══ Texto

Feriado, o leitor tem direito de descansar. Mas celebrar? O que exatamente? Getulio Vargas? Jango? JK? O regime militar? Sarney? Collor? FHC? Lula e Dilma? Pois é. Parece haver pouco motivo para festa, não é mesmo? A história de nossa “república” é uma sequencia de horrores, de populismo, de positivismo, de golpes e corrupção.
Bruno Garschagen, autor de Parece de acreditar no governo, é um monarquista assumido, e chama a “proclamação da República” de “o maior golpe político da história do Brasil”. Eis seu texto publicado no Facebook:
Não compreendo a celebração da mentira que se convencionou chamar de “proclamação da república”. Porque a república presidencialista no Brasil foi imposta em 15 de novembro de 1889 com um golpe militar que derrubou a Monarquia Parlamentar Constitucional.
Desde lá, tivemos 34 presidentes e sete constituições. Assim como voltaria a acontecer em 1964, o golpe militar contou com o apoio das elites militar, política, econômica e intelectual. Diz-se que naquele 15 de novembro de 1889 o Brasil dormiu monarquista e acordou republicano. Era melhor o país não ter dormido.
Encerrava, assim, com imerecida desonra, a nossa Monarquia, que em três ocasiões (1834, 1837, 1881) reformou o seu modelo político para se adequar aos desafios da época e estava prestes a realizar a quarta reforma, com o Gabinete Ouro Preto, quando foi derrubada.
A república nasceu, portanto, maculada. Fruto de um golpe militar, jamais conseguiu superar as virtudes construídas pela nossa Monarquia e as vicissitudes de sua origem jacobina. Com a república, o que era ruim não era novo, e o que era novo virou tragédia.

════
══ Registros

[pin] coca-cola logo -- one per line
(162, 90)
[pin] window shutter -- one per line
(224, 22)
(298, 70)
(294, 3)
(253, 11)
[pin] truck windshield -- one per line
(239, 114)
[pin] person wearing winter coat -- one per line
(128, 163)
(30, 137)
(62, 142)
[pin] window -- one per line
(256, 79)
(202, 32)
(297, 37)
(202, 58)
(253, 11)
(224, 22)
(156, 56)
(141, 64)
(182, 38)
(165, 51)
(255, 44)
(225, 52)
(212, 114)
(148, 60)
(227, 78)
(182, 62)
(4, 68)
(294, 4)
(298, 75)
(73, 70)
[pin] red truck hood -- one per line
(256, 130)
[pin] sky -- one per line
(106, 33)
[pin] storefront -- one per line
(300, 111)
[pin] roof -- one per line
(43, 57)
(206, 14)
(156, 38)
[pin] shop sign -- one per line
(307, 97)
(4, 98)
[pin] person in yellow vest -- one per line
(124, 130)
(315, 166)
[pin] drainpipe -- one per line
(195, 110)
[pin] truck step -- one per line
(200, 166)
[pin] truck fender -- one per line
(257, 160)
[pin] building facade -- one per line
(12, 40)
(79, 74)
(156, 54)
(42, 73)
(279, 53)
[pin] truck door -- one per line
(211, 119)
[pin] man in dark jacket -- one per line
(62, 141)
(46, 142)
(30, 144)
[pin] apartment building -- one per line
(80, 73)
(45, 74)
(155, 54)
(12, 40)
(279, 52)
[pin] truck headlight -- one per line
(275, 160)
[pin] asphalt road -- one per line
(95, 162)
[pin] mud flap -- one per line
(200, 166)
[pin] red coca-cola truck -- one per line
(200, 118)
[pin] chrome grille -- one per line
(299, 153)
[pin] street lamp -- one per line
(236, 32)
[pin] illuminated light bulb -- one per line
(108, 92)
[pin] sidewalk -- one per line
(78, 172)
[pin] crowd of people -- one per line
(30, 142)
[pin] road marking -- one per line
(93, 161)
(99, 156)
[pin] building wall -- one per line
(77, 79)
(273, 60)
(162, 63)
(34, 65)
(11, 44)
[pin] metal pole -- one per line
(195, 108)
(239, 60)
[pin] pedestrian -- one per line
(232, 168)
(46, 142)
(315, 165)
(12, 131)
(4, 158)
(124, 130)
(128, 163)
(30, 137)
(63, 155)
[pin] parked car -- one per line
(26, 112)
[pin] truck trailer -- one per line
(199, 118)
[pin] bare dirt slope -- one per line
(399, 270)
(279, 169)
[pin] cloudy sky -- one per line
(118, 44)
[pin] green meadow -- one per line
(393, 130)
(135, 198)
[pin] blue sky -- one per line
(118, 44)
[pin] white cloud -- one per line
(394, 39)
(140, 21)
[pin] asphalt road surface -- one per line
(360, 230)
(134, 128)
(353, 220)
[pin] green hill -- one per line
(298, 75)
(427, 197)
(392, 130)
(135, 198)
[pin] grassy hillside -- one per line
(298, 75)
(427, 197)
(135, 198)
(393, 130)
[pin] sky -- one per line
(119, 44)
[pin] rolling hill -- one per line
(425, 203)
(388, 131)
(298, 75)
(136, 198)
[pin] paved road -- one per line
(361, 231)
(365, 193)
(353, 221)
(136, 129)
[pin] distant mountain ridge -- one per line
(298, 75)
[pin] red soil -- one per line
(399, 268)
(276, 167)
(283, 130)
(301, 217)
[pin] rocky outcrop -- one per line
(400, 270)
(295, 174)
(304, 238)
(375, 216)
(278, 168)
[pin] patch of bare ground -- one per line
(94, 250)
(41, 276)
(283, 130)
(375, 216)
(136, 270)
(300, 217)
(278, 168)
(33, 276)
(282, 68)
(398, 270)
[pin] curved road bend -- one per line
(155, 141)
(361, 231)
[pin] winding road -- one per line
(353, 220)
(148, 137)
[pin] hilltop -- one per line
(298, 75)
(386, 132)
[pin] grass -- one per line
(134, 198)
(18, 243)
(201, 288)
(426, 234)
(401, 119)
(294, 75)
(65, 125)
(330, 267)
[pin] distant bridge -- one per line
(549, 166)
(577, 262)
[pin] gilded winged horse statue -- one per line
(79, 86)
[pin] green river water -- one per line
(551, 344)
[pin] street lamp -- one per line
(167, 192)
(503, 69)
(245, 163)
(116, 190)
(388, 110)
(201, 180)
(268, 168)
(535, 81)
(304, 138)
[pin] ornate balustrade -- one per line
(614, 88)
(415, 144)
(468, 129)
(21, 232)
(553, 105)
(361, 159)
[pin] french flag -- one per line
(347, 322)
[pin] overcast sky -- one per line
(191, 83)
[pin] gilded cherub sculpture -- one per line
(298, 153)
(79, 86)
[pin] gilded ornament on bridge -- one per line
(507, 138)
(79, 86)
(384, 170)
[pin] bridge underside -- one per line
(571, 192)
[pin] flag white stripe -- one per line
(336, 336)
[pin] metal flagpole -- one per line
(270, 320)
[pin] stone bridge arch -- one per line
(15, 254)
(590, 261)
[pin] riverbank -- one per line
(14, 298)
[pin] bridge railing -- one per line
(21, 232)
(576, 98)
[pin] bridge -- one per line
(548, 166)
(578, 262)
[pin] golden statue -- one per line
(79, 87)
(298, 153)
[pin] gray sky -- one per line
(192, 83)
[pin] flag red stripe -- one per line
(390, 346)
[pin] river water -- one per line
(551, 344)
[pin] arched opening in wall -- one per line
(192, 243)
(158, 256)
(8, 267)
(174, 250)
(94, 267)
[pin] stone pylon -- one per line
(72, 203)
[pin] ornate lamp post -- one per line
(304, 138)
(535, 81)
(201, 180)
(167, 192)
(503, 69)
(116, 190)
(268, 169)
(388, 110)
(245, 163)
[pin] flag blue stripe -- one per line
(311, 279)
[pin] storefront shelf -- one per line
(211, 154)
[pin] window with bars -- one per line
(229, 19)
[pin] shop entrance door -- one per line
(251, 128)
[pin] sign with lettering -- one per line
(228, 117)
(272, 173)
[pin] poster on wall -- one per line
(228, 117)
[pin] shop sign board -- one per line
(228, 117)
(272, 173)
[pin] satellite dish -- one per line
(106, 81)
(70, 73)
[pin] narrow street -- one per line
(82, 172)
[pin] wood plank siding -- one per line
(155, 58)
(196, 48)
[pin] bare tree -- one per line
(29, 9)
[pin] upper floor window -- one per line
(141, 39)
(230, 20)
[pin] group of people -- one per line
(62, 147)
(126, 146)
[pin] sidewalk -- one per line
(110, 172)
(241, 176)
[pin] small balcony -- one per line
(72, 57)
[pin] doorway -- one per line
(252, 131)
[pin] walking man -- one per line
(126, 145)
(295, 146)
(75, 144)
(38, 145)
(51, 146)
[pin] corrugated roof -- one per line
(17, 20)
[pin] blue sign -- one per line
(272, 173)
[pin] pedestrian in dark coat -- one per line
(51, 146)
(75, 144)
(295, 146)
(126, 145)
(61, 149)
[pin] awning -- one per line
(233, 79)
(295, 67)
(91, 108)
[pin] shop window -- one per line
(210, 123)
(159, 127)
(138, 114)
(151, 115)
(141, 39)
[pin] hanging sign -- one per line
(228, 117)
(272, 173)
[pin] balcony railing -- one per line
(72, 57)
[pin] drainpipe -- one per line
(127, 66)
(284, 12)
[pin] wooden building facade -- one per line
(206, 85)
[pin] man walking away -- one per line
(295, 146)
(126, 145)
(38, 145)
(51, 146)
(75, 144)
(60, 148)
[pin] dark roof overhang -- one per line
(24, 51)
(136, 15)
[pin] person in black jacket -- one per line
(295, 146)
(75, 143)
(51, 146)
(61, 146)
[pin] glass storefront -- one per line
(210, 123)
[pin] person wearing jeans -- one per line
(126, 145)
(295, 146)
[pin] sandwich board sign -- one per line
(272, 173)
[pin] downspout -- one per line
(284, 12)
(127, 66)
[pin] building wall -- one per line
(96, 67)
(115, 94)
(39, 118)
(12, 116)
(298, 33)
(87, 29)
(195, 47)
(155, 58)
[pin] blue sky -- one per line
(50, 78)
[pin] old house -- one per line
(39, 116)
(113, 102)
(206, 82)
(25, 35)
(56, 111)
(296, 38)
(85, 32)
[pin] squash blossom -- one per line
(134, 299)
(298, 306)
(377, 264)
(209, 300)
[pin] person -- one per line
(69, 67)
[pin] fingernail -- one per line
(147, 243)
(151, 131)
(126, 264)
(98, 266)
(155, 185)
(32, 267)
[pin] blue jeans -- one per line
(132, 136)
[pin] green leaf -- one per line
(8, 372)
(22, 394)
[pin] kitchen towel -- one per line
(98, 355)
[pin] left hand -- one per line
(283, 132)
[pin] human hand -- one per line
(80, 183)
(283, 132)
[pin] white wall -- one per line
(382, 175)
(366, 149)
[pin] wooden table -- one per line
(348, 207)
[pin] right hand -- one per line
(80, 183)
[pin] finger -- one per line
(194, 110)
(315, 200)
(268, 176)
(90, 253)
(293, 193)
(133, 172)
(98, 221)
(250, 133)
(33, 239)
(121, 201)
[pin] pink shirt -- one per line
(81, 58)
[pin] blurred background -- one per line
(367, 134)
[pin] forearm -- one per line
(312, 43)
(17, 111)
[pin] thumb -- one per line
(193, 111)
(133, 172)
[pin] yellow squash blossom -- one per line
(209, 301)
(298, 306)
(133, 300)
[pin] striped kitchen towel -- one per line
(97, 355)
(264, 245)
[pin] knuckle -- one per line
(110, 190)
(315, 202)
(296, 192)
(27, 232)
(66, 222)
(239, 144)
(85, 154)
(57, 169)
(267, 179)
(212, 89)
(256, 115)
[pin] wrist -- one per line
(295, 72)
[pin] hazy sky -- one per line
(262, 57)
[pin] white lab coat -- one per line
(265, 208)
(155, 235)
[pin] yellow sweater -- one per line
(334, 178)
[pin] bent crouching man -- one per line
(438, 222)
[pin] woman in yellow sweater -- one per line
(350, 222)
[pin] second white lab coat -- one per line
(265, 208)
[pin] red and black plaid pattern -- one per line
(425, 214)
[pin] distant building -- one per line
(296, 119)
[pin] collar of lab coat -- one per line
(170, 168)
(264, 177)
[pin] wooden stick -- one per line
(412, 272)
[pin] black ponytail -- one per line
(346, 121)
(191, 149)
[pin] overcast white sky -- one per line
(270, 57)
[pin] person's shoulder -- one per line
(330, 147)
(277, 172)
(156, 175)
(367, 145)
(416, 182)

════

# Tarefas propostas
1: Responda com base no texto sobre a proclamação da República:
(a) Quantos presidentes e quantas constituições o Brasil teve desde 1889?
(b) Em que anos a Monarquia reformou seu modelo político?
(c) Com qual gabinete a Monarquia estava prestes a realizar a quarta reforma?
2: Por favor, prossiga o texto sobre a proclamação da República a partir da última frase apresentada.

# Respostas das tarefas
1:
(a) 34 presidentes e sete constituições.
(b) Em 1834, 1837 e 1881.
(c) Com o Gabinete Ouro Preto.

2:
A história da república presidencialista brasileira é, também, uma sucessão de golpes e do desenvolvimento de uma tradição política autoritária. A república começou com duas ditaduras (Deodoro da Fonseca e Floriano Peixoto). A República Velha terminou em estado de sítio seguido de um golpe militar. A Era Vargas começou com um golpe eufemisticamente chamado de “Revolução de 1930” e sediou um golpe dentro do golpe em 1937, eufemisticamente batizado de “Estado Novo”, que de “novo” não tinha nem o ditador. Outro golpe ocorreu em 1945 para afastar Getúlio Vargas do poder e novas eleições foram convocadas. Em 1964, um contragolpe impediu o golpe orquestrado pelas forças ideológicas e políticas que sustentavam o governo de João Goulart. Entre 1964 e 1984, também houve golpes dentro do golpe. Golpe, portanto, não é novidade na história política republicana do Brasil.
Alguns apoiadores do golpe de 1889 perceberam muito cedo o tamanho do problema que ajudaram a criar. O sentimento de muitos que apoiaram a derrubada da Monarquia foi, aliás, semelhante ao expresso pelo jornalista e político Quintino Bocaiúva, polemista inveterado, republicano fervoroso. Em carta à Princesa Isabel, Bocaiúva pediu perdão a Deus pelo que fez para o advento da república e se disse surpreso pelo fato de o povo não “ter cortado a cabeça de quantos” como ele que haviam cometido “tão funesto erro”.
A república presidencialista permitiu o crescimento do Estado e do poder do governo e contribuiu decisivamente para esvaziar do imaginário popular o sentido de dever e de responsabilidade existente durante a Monarquia e o substituiu gradualmente pela ação do governo. A consequência foi o aumento do estatismo na elite política e no imaginário popular.
Para impor culturalmente o novo modelo político num país majoritariamente monarquista, os republicanos fizeram tudo o que podiam para destruir quaisquer traços e símbolos públicos e imaginários da Monarquia. Nesse processo, a bandeira foi modificada, diversas datas cívicas foram criadas, tudo foi feito para tentar destruir de cima para baixo a identidade cultural e política monárquica cravada no espírito, no coração e na mente dos brasileiros.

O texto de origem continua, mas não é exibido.